Instructions ->
- A) From the post about the painting teacher, copy the stretch from "Note From Jean: This" through "Happy New Year.".
- B) In the post about the painting teacher, when did David pass away?
- C) Write the next part of the post about the painting teacher, picking up after its final sentence.

Text excerpt ->
• • • •

Every Dog Has his Day
repost self

Note From Jean: This was originally post on my Substack. I'm added it here partially to test out the long post feature.

This winter, may it end soon, has been cold, wet, and hard. Happy New Year.

Archie and I gained back some weight these past few weeks, months. Each day, I wake up to twenty pounds of orange cat on my chest before I groan and start my day. Maybe I’ll go for a run, I think always. I’ve been unemployed for just over a month now, and am still struggling to reclaim my day.

I don’t have a routine. I see friends a lot more often now. I attend therapy. I go to studio, and paint, and paint, and paint, waiting for the next day for my energy to recharge to paint some more.

David, my old painting teacher, passed away during the winter solstice. We knew it was coming. In the weeks before, I visited him with Charlie at the hospital. Then, David seemed like himself still— a little irritable, a little disagreeable with the state of things. The nurses nervously tried to administer his feeding tube. He fought them all the way. That’s how I’d prefer to remember David, pissed off and full of fight.


He relaxed a bit as his daughter introduced us, loud so that he could hear without his hearing aids. I hadn’t seen him in some time — he had fully forgotten my name the last time I saw him at the studio. To be fair, David was always bad with names. Bathed in the blue light of the hospital room, I focused in on his eyes and saw recollection pass. Good enough for me.


In our first encounter, David confided in me that portrait artists are the best judges of character. He told me this during my atelier interview, after I explained to him my excitement in pursuing the school. I was settling into something purposeful after I had just visited Isabelle in New York. I felt the energy to pursue my dreams, which led me to the studio. “When’s the last time you’ve really looked at someone?” he had asked me. I think about that question often when I’m in the painter’s seat. I still feel shy to see.

• • • •

Data listing ->
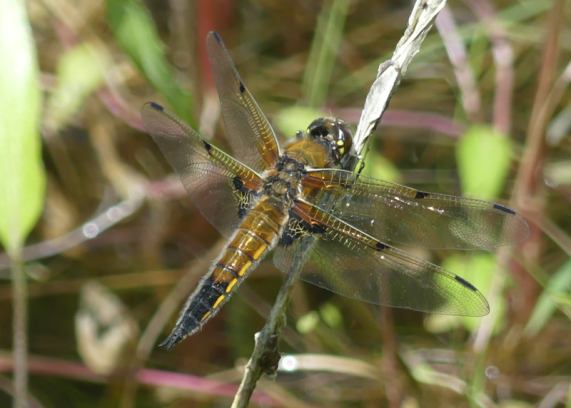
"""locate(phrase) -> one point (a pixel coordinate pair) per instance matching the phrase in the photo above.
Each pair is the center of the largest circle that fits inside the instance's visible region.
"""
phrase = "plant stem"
(20, 339)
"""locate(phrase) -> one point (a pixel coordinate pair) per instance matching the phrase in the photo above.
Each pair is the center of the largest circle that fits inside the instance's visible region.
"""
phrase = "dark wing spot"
(156, 106)
(504, 209)
(207, 146)
(465, 283)
(238, 183)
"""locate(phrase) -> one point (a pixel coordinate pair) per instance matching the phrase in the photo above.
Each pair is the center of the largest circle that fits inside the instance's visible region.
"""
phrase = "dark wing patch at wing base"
(209, 175)
(404, 215)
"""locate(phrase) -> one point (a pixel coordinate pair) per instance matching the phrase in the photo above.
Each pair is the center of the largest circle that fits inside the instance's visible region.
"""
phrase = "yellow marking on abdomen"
(219, 300)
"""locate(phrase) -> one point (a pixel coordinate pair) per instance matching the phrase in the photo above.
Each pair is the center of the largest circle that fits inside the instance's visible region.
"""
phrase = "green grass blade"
(324, 49)
(135, 32)
(558, 285)
(22, 178)
(484, 157)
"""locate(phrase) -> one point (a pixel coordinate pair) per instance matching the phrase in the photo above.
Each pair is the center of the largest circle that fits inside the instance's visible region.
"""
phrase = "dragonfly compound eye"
(334, 133)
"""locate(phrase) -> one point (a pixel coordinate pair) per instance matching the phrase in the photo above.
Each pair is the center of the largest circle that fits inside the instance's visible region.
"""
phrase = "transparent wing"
(347, 261)
(219, 186)
(399, 214)
(248, 130)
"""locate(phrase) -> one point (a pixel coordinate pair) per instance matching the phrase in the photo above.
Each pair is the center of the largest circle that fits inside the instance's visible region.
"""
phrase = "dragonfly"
(268, 197)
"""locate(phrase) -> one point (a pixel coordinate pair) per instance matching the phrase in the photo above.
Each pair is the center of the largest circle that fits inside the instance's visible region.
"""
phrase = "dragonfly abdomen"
(257, 234)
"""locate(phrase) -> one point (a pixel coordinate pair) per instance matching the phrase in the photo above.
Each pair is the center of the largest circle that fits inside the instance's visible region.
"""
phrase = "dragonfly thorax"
(284, 181)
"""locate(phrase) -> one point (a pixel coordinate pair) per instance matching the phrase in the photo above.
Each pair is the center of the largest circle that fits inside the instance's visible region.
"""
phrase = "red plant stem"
(156, 378)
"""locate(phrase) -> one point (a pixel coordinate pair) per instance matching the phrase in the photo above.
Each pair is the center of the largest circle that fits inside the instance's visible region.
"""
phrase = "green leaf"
(80, 71)
(23, 181)
(295, 118)
(324, 49)
(331, 315)
(558, 285)
(484, 157)
(135, 32)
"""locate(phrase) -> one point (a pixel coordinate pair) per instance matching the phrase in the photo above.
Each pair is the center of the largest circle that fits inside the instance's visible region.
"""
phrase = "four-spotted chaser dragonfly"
(268, 197)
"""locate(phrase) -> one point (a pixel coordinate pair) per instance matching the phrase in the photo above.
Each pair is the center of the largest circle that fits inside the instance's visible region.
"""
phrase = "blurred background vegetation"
(484, 110)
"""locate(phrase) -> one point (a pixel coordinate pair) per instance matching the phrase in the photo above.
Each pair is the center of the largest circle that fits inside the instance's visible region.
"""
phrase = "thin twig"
(20, 334)
(502, 53)
(265, 357)
(470, 96)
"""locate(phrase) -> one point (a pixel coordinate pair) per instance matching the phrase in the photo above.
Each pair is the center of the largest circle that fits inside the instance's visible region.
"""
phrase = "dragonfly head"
(334, 134)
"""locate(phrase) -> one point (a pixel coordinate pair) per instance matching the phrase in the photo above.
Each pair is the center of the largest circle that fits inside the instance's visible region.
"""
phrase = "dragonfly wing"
(248, 130)
(221, 187)
(404, 215)
(352, 263)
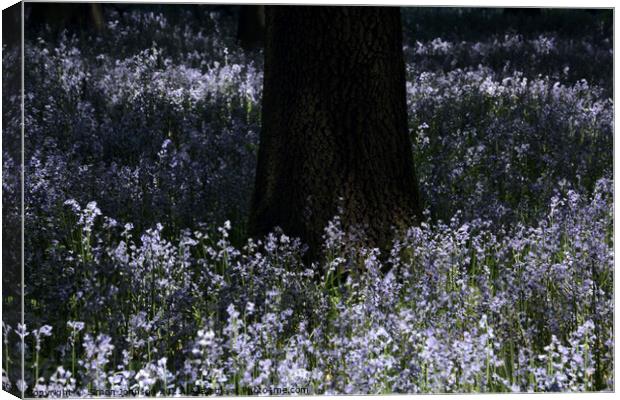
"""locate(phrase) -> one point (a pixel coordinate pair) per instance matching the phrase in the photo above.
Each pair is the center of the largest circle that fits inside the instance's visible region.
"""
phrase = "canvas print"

• • • •

Task-by-task answers ->
- A)
Note From Jean: This was originally post on my Substack. I'm added it here partially to test out the long post feature.

This winter, may it end soon, has been cold, wet, and hard. Happy New Year.

- B) During the winter solstice.

- C)
I used to think I knew exactly who I was, but it’s all in flux now. I am not sure why everything comes back to painting. If I could do anything, without having to worry about anything, I would paint. I’m not sure how it grew enough to occupy so much real estate in my head. I feel like I'm trying to find something true in it. I feel crazy, like I am thinking yearningly about painting as I am literally in the middle of the act of painting. How did it get like this beyond me noticing?


Months ago I read an interview with Pedro Pascal. He had tried to be an actor in his 20s and 30s, and kept encountering setback after setback. He was going to quit and make drastic life changes, but held on because of the insistence of his friends, who angrily and lovingly told him to keep at it. Separately, I’d been rewatching the anime Hunter x Hunter to fall asleep. Kite tells Gon how good hunters are uniquely blessed with good friends, and favored by animals. I sobbed.